__WHAT TO PRODUCE__
Count the lines in the records below that contain the string "query", treating uppercase and lowercase as different, and give only the number.

__DATA FOR THIS TASK__

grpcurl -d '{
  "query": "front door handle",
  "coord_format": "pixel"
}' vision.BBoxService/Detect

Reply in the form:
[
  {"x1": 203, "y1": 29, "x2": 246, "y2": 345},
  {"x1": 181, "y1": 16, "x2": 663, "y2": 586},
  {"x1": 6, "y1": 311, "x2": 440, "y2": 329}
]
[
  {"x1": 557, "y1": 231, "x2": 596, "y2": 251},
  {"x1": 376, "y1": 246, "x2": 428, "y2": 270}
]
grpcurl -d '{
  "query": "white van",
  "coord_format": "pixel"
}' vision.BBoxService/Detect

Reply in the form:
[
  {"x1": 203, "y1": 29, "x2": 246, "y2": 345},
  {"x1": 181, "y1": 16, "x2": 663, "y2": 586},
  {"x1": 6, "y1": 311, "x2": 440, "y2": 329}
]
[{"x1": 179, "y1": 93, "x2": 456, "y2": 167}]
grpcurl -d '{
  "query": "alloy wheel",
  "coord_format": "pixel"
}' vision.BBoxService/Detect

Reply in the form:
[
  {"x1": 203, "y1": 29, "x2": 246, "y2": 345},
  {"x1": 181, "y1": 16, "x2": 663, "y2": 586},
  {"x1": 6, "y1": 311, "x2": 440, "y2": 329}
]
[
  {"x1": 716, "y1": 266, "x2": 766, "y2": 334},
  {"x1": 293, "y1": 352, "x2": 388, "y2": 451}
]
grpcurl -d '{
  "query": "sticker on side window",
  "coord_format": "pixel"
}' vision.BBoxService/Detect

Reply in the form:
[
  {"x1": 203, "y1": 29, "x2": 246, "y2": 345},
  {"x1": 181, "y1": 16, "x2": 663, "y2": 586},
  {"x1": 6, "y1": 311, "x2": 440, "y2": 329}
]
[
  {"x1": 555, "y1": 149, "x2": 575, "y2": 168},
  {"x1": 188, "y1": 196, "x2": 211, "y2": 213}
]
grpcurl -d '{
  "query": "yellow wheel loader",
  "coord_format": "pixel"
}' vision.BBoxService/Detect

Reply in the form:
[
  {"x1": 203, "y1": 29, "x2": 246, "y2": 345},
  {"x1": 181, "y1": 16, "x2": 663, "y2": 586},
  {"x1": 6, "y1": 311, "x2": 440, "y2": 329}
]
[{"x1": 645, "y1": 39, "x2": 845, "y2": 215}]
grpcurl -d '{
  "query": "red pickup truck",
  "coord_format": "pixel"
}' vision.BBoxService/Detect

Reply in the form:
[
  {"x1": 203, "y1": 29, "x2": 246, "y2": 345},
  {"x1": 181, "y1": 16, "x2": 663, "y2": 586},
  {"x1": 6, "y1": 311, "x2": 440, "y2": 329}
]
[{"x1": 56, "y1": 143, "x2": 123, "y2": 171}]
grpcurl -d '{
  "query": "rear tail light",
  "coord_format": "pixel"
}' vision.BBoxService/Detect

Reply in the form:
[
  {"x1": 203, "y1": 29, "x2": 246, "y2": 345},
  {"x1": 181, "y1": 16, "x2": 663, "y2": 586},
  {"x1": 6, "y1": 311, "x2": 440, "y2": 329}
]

__TASK ANSWER__
7